** Opening MATERIAL FOR THIS EXERCISE block **

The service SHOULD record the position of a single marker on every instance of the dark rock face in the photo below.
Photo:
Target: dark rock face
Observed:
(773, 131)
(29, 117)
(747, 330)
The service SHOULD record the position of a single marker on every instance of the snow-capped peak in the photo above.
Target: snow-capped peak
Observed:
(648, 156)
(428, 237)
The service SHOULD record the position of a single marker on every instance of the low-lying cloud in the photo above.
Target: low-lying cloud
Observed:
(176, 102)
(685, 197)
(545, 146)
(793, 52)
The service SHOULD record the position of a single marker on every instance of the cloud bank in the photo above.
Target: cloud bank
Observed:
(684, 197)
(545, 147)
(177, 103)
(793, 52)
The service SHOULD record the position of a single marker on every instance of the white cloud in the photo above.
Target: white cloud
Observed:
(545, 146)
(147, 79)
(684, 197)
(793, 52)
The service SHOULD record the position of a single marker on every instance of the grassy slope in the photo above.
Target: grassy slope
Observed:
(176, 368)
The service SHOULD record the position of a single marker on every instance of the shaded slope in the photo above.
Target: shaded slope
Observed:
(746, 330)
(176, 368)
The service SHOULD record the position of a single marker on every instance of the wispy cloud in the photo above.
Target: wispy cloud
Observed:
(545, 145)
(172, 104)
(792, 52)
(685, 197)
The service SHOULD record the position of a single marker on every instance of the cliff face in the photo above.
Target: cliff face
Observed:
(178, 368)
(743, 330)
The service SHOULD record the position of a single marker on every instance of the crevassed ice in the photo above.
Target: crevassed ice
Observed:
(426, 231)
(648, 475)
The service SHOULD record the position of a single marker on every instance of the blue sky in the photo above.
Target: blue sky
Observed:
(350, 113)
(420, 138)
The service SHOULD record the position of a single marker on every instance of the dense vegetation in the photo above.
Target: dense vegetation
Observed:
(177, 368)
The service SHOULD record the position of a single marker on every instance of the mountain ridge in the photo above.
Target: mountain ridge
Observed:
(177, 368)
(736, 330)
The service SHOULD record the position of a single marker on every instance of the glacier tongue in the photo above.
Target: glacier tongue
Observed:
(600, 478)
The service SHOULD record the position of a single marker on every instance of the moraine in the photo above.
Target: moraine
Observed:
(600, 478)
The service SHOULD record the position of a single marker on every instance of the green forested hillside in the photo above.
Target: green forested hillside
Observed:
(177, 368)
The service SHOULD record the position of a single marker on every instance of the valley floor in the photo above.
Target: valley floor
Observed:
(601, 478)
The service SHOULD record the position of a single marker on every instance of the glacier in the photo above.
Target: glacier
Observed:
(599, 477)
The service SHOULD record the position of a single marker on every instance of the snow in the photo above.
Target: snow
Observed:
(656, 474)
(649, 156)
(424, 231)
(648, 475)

** Closing MATERIAL FOR THIS EXERCISE block **

TASK TO CARRY OUT: Each record must be output word for word.

ANSWER BOX:
The service SHOULD record the position of a single marker on every instance of the dark rock face in the photo below.
Photo:
Target: dark rock face
Observed:
(773, 131)
(29, 117)
(747, 330)
The service SHOULD record the position of a single marker on every instance of the snow-capped peak in the photo above.
Target: snow-capped peak
Observed:
(648, 156)
(428, 237)
The service SHOULD record the position of a single marker on every instance of the low-lying cloud in the photo above.
Target: low-lying cloud
Observed:
(176, 102)
(685, 197)
(545, 146)
(793, 52)
The service SHOULD record the position of a single marker on every instance of the cloud bank in the photo above.
Target: cloud bank
Observed:
(684, 197)
(545, 147)
(177, 103)
(793, 52)
The service SHOULD record the position of a single marker on every instance of the white cloud in the photo above.
Target: white cloud
Observed:
(545, 146)
(147, 79)
(684, 197)
(793, 52)
The service SHOULD record the position of a single marker on every instance of the grassy slope in the photo above.
Target: grassy slope
Observed:
(176, 368)
The service SHOULD record the position of a single marker on every instance of the shaded slope in the photo above.
Target: shaded slope
Observed:
(746, 330)
(176, 368)
The service SHOULD record the position of a single marker on every instance of the wispy cloud in the photo above.
Target: wispy cloud
Observed:
(545, 145)
(172, 104)
(792, 52)
(685, 197)
The service SHOULD record the position of a single marker on every instance of the cliff face in the photo above.
Target: cliff face
Observed:
(178, 368)
(743, 330)
The service SHOULD record the position of a single marker on every instance of the crevassed ice in the photo above.
Target: crevassed ice
Observed:
(426, 231)
(648, 475)
The service SHOULD record the position of a single marker on every instance of the blue sky in the photo above.
Target: blue sky
Observed:
(350, 113)
(420, 138)
The service SHOULD record the position of a single marker on every instance of the dense vegetation in the photo above.
Target: dense vegetation
Observed:
(177, 368)
The service SHOULD record the position of a single marker on every instance of the mountain ridge in the photo above.
Target: mountain ridge
Observed:
(177, 368)
(736, 330)
The service SHOULD record the position of a single marker on every instance of the glacier tongue in the photo above.
Target: glacier tongue
Observed:
(600, 478)
The service SHOULD record the position of a single marker on every instance of the moraine in the photo above.
Target: moraine
Observed:
(600, 478)
The service SHOULD record the position of a single marker on every instance of the green forested hillside in the photo above.
Target: green forested hillside
Observed:
(177, 368)
The service SHOULD record the position of a single marker on every instance of the valley floor in the photo above.
Target: valley floor
Observed:
(601, 478)
The service SHOULD record the position of a single marker on every instance of the glacier in the photo above.
Target: glacier
Observed:
(599, 477)
The service SHOULD record the position of a single marker on every instance of the snow in the photo above.
Target: snow
Observed:
(656, 474)
(649, 156)
(424, 231)
(648, 475)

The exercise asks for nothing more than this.